> DESCRIPTION OF THE TASK
Every line from the first one in the listing down to the line with "Every instance of the leafy" should be restated word for word.

> RECORDED INFORMATION
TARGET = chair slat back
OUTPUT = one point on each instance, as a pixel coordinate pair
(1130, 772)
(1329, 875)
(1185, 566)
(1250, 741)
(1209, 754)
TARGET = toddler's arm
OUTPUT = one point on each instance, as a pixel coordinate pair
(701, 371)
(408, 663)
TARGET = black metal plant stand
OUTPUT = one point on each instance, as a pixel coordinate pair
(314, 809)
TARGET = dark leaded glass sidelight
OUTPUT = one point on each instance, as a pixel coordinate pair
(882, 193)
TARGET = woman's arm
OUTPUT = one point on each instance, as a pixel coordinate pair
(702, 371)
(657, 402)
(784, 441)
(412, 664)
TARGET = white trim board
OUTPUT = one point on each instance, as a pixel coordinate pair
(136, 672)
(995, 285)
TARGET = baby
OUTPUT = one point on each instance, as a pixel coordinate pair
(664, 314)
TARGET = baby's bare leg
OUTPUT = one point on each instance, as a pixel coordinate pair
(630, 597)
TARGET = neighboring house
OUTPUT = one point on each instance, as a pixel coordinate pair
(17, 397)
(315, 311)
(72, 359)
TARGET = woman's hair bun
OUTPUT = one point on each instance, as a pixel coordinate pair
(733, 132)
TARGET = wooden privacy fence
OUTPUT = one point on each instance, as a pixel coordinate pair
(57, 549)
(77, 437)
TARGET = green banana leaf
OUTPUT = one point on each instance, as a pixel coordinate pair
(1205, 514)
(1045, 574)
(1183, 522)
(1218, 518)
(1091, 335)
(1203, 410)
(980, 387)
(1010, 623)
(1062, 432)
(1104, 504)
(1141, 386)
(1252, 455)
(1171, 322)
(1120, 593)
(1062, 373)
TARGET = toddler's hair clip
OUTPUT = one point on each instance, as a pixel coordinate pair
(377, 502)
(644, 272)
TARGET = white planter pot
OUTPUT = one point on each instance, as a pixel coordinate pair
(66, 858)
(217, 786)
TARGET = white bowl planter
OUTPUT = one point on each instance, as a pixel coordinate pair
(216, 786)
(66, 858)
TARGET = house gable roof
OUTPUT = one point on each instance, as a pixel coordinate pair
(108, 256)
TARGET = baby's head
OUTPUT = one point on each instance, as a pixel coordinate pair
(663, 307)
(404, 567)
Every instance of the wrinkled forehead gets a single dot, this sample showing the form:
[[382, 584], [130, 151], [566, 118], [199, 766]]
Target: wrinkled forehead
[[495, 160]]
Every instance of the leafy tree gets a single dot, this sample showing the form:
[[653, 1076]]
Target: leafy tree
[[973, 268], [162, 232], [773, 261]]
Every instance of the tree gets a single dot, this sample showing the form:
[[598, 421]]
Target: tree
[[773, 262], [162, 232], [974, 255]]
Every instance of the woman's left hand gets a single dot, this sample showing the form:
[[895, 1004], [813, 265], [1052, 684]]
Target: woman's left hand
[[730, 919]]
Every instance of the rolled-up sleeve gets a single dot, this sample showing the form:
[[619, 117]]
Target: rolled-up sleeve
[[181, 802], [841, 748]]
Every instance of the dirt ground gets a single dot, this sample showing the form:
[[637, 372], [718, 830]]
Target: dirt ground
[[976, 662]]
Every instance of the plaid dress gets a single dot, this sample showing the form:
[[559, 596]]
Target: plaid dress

> YOUR SOLUTION
TARGET = chair slat back
OUTPUT = one point on each instance, as a pixel coordinate pair
(1130, 772)
(1329, 875)
(1185, 566)
(1250, 741)
(1209, 754)
TARGET = toddler's arm
OUTPUT = one point on each instance, as a pixel coordinate pair
(701, 371)
(408, 663)
TARGET = black metal plant stand
OUTPUT = one point on each instance, as a pixel coordinate pair
(314, 809)
TARGET = dark leaded glass sidelight
OUTPUT = one point on each instance, as a pixel coordinate pair
(882, 193)
TARGET = woman's arm
OUTPUT = one point on each instance, as a pixel coordinate pair
(702, 371)
(657, 402)
(784, 441)
(412, 664)
TARGET = white trim board
OUTPUT = one point on each instance, as a pixel coordinate pair
(136, 672)
(995, 285)
TARGET = baby
OUTPUT = one point on each instance, as a pixel coordinate pair
(664, 314)
TARGET = baby's bare leg
OUTPUT = one point on each instance, as a pixel coordinate pair
(630, 597)
TARGET = neighboring house
OUTPUT = one point on each instance, as a pixel coordinate pair
(17, 397)
(315, 311)
(72, 359)
TARGET = woman's hair bun
OUTPUT = one point on each instance, as a pixel coordinate pair
(733, 132)
TARGET = wooden privacy fence
OUTPUT = one point on each instance, as a pixel coordinate pair
(57, 549)
(77, 437)
TARGET = green banana leaf
OUTPUT = one point on each instance, as a pixel coordinate pair
(1205, 514)
(1045, 574)
(1183, 522)
(1218, 518)
(1091, 335)
(1203, 410)
(980, 387)
(1010, 623)
(1062, 432)
(1104, 504)
(1141, 386)
(1252, 455)
(1171, 322)
(1120, 593)
(1062, 373)
TARGET = toddler's hair clip
OUTPUT = one point on each instance, as a pixel coordinate pair
(377, 502)
(644, 272)
TARGET = white planter pot
OUTPUT = one point on each instance, as a pixel coordinate pair
(66, 858)
(217, 786)
TARGET = white bowl planter
OUTPUT = one point on each instance, as a pixel coordinate pair
(216, 786)
(66, 858)
TARGET = house gable roof
OUTPUT = one point on each instance, as a pixel coordinate pair
(108, 256)
TARGET = baby's head
OUTPUT = one point on each instance, as a pixel coordinate pair
(663, 307)
(404, 567)
Every instance of the wrinkled forehead gets a single dot, this sample showing the form:
[[382, 584], [130, 151], [566, 118], [199, 766]]
Target: wrinkled forehead
[[495, 160]]
Every instance of the leafy tree gets a single dot, this sample showing the form:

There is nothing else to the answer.